## Source passage
- - - -

Welcome to the basic manual to openxlsx2
. In this manual
you will learn how to use openxlsx2
to import data from
xlsx-files to R as well as how to export data from R to xlsx, and how to
import and modify these openxml workbooks in R. This package is based on
the work of many contributors to openxlsx
. It was mostly
rewritten using pugixml
and R6
making use of
modern technology, providing a fresh and easy to use R package.
Over the years many people have worked on the tricky task to handle
xls and xlsx files. Notably openxlsx
, but there are
countless other R-packages as well as third party libraries or
calculation software capable of handling such files. Please feel free to
use and test your files with other software and or let us know about
your experience. Open an issue on github or write us a mail.
Coming from openxlsx
you might know about
read.xlsx()
(two functions, one for files and one for
workbooks) and readWorkbook()
. Functions that do different
things, but mostly the same. In openxlsx2
we tried our best
to reduce the complexity under the hood and for the user as well. In
openxlsx2
they are replaced with read_xlsx()
,
wb_read()
and they share the same underlying function
wb_to_df()
.
For this example we will use example data provided by the package. You can locate it in our “inst/extdata” folder. The files are included with the package source and you can open them in any calculation software as well.
We begin with the readTest.xlsx
file by telling R where
to find this file on our system
<- system.file("extdata", "readTest.xlsx", package = "openxlsx2") xlsxFile
The object contains a path to the xlsx file and we pass this file to our function to read the workbook into R
# import workbook
wb_to_df(xlsxFile)
#> Var1 Var2 NA Var3 Var4 Var5 Var6 Var7
#> 2 TRUE 1 NA 1 a 2015-02-07 3209324 This #DIV/0!
#> 3 TRUE NA NA #NUM! b 2015-02-06 <NA> <NA>
#> 4 TRUE 2 NA 1.34 c 2015-02-05 <NA> #NUM!

- - - -

## Instruction 1
In the openxlsx2 manual, which underlying function do read_xlsx() and wb_read() share?
## Instruction 2
Extend the openxlsx2 manual past its final line.

## Recorded information
- - - -

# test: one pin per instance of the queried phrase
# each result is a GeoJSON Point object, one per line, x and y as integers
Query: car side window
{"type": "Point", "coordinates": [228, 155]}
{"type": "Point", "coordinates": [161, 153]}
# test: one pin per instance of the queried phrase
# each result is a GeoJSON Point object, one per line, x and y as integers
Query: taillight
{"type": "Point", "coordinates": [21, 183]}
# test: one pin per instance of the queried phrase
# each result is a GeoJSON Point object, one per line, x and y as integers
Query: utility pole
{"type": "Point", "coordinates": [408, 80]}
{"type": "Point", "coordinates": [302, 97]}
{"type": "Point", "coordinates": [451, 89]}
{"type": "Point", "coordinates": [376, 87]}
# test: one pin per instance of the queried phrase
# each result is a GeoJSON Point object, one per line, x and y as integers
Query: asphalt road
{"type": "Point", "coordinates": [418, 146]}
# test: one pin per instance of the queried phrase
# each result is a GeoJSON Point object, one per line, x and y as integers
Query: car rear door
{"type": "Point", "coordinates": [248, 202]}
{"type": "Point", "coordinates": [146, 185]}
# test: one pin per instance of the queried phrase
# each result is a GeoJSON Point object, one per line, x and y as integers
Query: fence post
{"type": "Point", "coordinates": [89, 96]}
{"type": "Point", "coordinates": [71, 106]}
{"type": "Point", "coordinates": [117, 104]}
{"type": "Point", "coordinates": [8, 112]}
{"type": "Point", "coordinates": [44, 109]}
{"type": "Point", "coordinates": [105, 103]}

- - - -

## Written reply 1
wb_to_df()

## Written reply 2
#> 5 FALSE 2 NA <NA> #NUM! <NA> <NA> <NA>
#> 6 FALSE 3 NA 1.56 e <NA> <NA> <NA>
#> 7 FALSE 1 NA 1.7 f 2015-02-02 <NA> <NA>
#> 8 NA NA NA <NA> <NA> 2015-02-01 <NA> <NA>
#> 9 FALSE 2 NA 23 h 2015-01-31 <NA> <NA>
#> 10 FALSE 3 NA 67.3 i 2015-01-30 <NA> <NA>
#> 11 NA 1 NA 123 <NA> 2015-01-29 <NA> <NA>
The output is created as a data frame and contains data types date,
logical, numeric and character. The function to import the file to R,
wb_to_df()
provides similar options as the
openxlsx
functions read.xlsx()
and
readWorkbook()
and a few new functions we will go through
the options. As you might have noticed, we return the column of the xlsx
file as the row name of the data frame returned. Per default the first
sheet in the workbook is imported. If you want to switch this, either
provide the sheet
parameter with the correct index or
provide the sheet name.
In the previous example the first imported row was used as column name for the data frame. This is the default behavior, but not always wanted or expected. Therefore this behavior can be disabled by the user.
# do not convert first row to colNames
wb_to_df(xlsxFile, colNames = FALSE)
#> A B C D E F G H
#> 1 NA Var2 NA Var3 Var4 Var5 Var6 Var7
#> 2 TRUE 1 NA 1 a 2015-02-07 3209324 This #DIV/0!
#> 3 TRUE <NA> NA #NUM! b 2015-02-06 <NA> <NA>
#> 4 TRUE 2 NA 1.34 c 2015-02-05 <NA> #NUM!
#> 5 FALSE 2 NA <NA> #NUM! <NA> <NA> <NA>
#> 6 FALSE 3 NA 1.56 e <NA> <NA> <NA>
#> 7 FALSE 1 NA 1.7 f 2015-02-02 <NA> <NA>
#> 8 NA <NA> NA <NA> <NA> 2015-02-01 <NA> <NA>
#> 9 FALSE 2 NA 23 h 2015-01-31 <NA> <NA>
#> 10 FALSE 3 NA 67.3 i 2015-01-30 <NA> <NA>
#> 11 NA 1 NA 123 <NA> 2015-01-29 <NA> <NA>
The creators of the openxml standard are well known for mistakenly
treating something as a date and openxlsx2
has built in
ways to identify a cell as a date and will try to convert the value for
you, but unfortunately this is not always a trivial task and might fail.
In such a case we provide an option to disable the date conversion
entirely. In this case the underlying numerical value will be
returned.
# do not try to identify dates in the data
wb_to_df(xlsxFile, detectDates = FALSE)
#> Var1 Var2 NA Var3 Var4 Var5 Var6 Var7
#> 2 TRUE 1 NA 1 a 42042 3209324 This #DIV/0!
#> 3 TRUE NA NA #NUM! b 42041 <NA> <NA>
#> 4 TRUE 2 NA 1.34 c 42040 <NA> #NUM!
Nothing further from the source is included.